Input records ->
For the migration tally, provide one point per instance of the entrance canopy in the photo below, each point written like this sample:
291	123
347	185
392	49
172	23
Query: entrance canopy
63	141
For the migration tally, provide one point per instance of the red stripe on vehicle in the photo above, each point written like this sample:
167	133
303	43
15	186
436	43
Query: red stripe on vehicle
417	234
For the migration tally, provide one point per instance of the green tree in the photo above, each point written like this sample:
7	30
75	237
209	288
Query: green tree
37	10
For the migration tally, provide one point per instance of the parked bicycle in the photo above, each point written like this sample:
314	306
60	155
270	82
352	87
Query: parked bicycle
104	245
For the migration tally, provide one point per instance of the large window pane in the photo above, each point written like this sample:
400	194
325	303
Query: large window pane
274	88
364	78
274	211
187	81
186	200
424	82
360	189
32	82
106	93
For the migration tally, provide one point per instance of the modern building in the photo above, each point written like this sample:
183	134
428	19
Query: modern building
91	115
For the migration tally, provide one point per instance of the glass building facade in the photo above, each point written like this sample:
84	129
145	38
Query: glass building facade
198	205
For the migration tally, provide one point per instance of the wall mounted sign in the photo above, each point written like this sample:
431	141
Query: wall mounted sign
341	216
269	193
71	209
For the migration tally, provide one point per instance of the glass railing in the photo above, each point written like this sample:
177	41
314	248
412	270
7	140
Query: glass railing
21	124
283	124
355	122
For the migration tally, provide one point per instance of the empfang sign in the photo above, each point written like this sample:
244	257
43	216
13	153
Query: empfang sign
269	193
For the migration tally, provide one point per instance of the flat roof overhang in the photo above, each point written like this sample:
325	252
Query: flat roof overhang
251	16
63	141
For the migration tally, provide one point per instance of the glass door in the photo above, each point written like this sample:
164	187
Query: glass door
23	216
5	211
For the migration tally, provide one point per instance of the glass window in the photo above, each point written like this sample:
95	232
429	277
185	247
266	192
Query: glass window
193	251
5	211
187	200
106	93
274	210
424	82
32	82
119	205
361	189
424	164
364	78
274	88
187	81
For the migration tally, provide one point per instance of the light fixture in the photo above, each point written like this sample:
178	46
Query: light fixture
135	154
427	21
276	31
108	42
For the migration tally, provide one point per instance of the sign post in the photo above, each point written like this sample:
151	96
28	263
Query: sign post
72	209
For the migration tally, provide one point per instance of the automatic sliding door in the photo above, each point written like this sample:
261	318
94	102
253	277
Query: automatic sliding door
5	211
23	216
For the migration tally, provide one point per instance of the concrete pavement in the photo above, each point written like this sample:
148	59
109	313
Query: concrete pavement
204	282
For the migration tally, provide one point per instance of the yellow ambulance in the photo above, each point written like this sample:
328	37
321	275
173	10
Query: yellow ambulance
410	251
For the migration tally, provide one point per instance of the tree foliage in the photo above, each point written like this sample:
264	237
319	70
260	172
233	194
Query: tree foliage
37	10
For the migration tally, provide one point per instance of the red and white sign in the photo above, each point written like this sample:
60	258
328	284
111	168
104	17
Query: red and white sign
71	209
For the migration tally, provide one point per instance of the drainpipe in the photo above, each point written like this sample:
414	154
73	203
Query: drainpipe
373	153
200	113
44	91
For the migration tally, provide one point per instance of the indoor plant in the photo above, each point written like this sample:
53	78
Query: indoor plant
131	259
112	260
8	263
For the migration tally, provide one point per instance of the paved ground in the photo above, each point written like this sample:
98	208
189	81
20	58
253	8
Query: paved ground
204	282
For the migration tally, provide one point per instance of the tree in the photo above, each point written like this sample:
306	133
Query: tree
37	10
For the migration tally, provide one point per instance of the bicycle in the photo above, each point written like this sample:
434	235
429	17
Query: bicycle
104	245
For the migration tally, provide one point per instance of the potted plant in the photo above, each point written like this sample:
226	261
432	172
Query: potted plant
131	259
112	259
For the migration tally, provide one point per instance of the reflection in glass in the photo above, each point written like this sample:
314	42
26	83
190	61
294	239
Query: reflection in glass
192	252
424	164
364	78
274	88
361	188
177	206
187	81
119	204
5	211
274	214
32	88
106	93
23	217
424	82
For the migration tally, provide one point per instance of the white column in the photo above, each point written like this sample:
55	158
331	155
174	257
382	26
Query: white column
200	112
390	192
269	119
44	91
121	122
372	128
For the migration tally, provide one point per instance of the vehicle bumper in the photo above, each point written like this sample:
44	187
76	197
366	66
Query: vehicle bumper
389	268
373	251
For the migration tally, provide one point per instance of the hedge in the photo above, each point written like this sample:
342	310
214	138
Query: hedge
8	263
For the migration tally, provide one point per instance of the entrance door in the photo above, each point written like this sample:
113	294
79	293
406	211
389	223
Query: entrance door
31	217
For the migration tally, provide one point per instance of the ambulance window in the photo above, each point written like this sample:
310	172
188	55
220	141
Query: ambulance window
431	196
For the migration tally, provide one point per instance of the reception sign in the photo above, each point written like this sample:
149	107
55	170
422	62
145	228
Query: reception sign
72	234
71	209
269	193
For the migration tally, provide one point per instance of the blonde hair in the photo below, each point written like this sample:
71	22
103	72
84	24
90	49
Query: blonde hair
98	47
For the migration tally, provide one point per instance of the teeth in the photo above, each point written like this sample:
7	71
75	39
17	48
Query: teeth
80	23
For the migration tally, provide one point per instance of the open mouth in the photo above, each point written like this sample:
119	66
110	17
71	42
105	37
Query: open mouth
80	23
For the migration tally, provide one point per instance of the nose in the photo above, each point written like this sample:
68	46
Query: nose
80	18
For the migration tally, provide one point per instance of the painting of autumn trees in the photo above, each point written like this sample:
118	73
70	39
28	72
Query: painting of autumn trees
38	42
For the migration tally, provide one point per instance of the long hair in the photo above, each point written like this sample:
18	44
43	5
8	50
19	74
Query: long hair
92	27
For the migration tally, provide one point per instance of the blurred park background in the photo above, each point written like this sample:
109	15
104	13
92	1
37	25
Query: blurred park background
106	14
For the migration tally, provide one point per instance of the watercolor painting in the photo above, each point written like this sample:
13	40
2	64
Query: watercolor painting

What the exercise asks ->
A number is the only answer here: how many lines of the material above contain "below"?

Written solution ->
2